Excerpted records section start

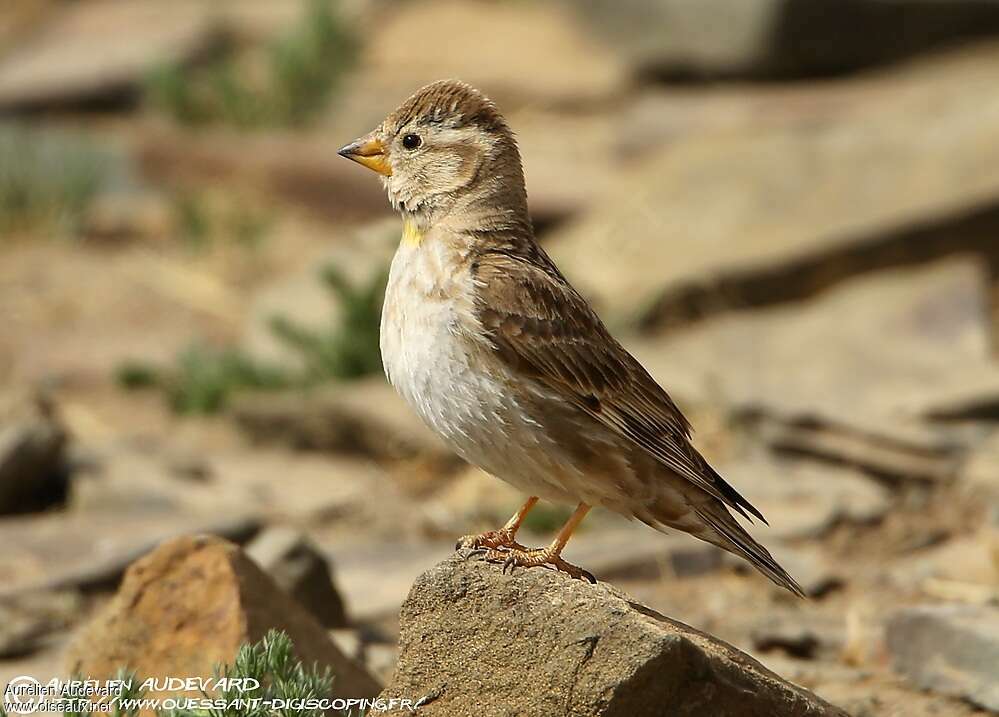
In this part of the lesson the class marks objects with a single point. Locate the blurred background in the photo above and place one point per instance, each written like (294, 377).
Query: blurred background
(787, 209)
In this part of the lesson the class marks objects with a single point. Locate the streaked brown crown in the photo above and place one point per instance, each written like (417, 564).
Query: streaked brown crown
(451, 103)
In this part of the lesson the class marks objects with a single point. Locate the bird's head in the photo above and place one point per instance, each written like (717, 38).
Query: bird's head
(446, 150)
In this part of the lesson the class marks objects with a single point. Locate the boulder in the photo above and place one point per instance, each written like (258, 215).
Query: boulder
(189, 605)
(950, 649)
(88, 552)
(302, 571)
(366, 417)
(781, 38)
(844, 377)
(33, 474)
(757, 214)
(477, 641)
(56, 66)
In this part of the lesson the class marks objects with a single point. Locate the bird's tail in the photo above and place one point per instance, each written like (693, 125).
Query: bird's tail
(728, 534)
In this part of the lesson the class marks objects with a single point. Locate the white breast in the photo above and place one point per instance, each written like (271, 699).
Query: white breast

Excerpted records section end

Check each line in the records above for the word "with". Return those that have it.

In this part of the lesson the class marks objects with a single point. Locate the blurred background in the photo above and place one point per instance, each written like (294, 377).
In this part of the lesson the class marks objects with a single point. Locate the streaked brown crown in the photo above and place one point per instance, each written like (417, 564).
In this part of the lesson the class marks objects with a single point. Locate the bird's head in the photo above and place one point per instance, each written like (717, 38).
In this part of the lesson the class marks objects with a single point. Locate the boulder in the photo above and place one point per instance, each written like (258, 215).
In this part of the lesson the class marks objects with a single point. Locate the bird's tail in the photo above and place one point per instance, each written like (693, 125).
In this part of the lesson the class marks objects with a single point. Locate the white breast in the photo above and place one point per instance, each written like (271, 699).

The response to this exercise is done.